> _TASKS_
1. Answer these questions from the note on influences:
(a) Which Poul Anderson novel does the writer say they have not read?
(b) Besides Doc Savage, which work does the note say was mixed into Superman?
(c) How many languages did Doc know, according to the note?
2. Transcribe the part of the note on influences starting at "FLOWERS FOR ALGERNON" and ending at "implications for MM.".

> _EXTRACT_
####################

It's only fair that I acknowledge many sources...
FLOWERS FOR ALGERNON (which was made into the movie CHARLEY) was an obviously strong influence. Daniel Keyes fable about a mentally handicapped man who becomes a genuis and tragically, falls again, was one of the high points of sixties' sf. The whole Mindmistress/Lorelei duality was strongly influenced by that. Besides...I always liked the constrasting secret identity, corny as it might be. Mighty Superman, meek and mild Clark Kent. Hyper-fast Flash and slow Barry Allen. Uninhibited Spider-Man and science geek Peter Parker. Vive la difference, or something.
Oddly enough, BRAIN WAVE is one of the few Poul Anderson novels I have not read, but I know the basic idea/premise behind the book, and the idea is a very interesting one which has some implications for MM.
The Doc Savage series by Kenneth Robeson/Lester Dent....Doc could do anything it was humanly possible to do. Superman was a kind of take-off of Doc (mixed with Wylie's GLADIATOR) exagerrating Doc's strength and senses to superhuman levels. Superman had a super-memory, a super-intelligence (rarely used...) and super-hypnotism, at least in the later stories, but I think they died in CRISIS. MM is sort of a take-off in the other direction than Superman went---Doc knew a hundred languages, was expert in many fields, and had memorized the maps of many cities. MM is sort of if Superman had just had the mental powers---or if Siegel had exagerrated Doc's mental powers instead of his physical ones.

####################

> _SUPPLIED DATA_
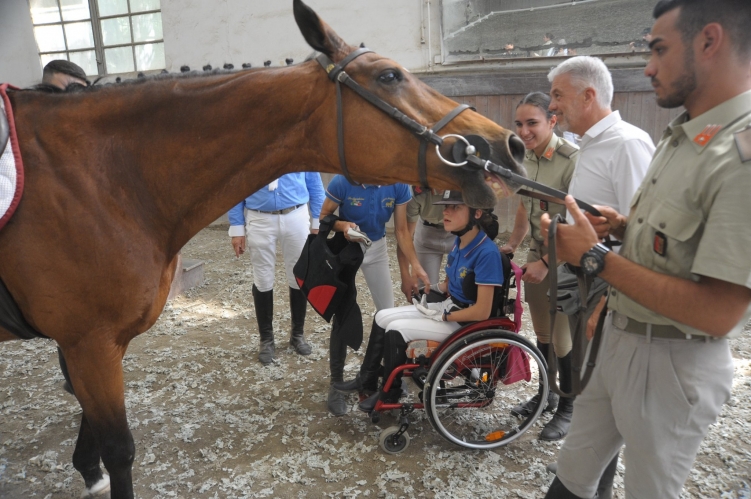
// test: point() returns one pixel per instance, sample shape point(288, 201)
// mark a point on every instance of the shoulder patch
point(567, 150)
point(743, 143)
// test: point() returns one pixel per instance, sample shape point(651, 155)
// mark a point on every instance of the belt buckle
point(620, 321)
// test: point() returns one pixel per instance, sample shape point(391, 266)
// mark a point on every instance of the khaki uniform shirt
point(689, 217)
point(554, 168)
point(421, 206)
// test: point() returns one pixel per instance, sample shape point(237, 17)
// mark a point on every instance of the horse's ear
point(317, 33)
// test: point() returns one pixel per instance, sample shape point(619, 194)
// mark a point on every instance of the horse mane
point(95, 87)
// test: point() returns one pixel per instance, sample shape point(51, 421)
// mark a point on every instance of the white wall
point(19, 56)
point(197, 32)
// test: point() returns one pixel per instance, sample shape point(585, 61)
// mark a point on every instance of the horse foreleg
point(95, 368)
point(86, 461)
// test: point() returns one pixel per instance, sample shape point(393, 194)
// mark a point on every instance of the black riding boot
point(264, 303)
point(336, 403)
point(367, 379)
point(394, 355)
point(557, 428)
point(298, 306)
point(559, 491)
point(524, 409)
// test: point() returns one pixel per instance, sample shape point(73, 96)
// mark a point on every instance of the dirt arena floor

####################

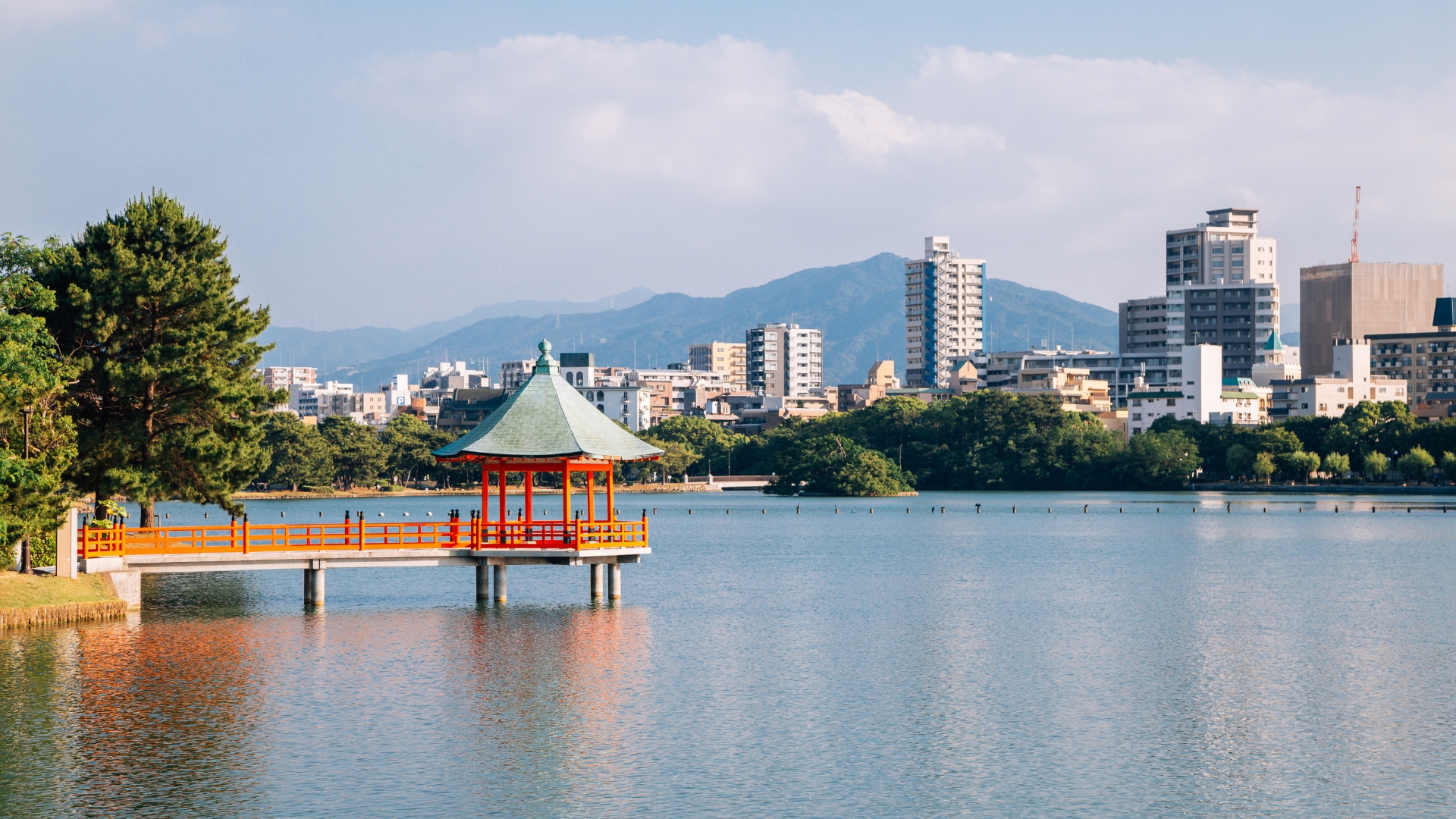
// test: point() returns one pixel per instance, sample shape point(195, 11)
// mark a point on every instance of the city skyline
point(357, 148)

####################

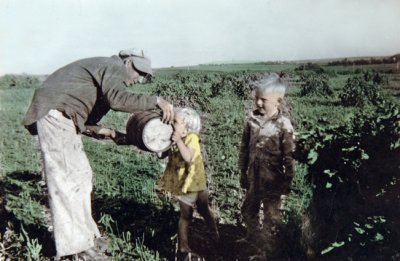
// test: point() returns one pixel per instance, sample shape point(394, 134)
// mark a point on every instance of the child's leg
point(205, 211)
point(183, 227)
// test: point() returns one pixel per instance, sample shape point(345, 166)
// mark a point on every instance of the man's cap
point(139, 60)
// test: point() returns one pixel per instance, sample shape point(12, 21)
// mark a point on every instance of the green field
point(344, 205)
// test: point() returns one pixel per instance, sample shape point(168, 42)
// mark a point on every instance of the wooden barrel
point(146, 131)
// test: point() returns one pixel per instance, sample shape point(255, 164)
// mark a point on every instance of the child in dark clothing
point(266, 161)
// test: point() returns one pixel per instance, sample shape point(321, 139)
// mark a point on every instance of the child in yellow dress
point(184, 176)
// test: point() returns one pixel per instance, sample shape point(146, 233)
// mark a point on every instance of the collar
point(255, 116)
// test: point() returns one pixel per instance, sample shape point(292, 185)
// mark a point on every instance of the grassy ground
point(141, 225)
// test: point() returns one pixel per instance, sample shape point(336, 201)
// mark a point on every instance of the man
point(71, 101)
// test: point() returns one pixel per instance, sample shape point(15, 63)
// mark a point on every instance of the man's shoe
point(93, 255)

####################

> _SOLUTIONS TO EACH TASK_
1.
(a) BRAIN WAVE
(b) Wylie's GLADIATOR
(c) A hundred

2.
FLOWERS FOR ALGERNON (which was made into the movie CHARLEY) was an obviously strong influence. Daniel Keyes fable about a mentally handicapped man who becomes a genuis and tragically, falls again, was one of the high points of sixties' sf. The whole Mindmistress/Lorelei duality was strongly influenced by that. Besides...I always liked the constrasting secret identity, corny as it might be. Mighty Superman, meek and mild Clark Kent. Hyper-fast Flash and slow Barry Allen. Uninhibited Spider-Man and science geek Peter Parker. Vive la difference, or something.
Oddly enough, BRAIN WAVE is one of the few Poul Anderson novels I have not read, but I know the basic idea/premise behind the book, and the idea is a very interesting one which has some implications for MM.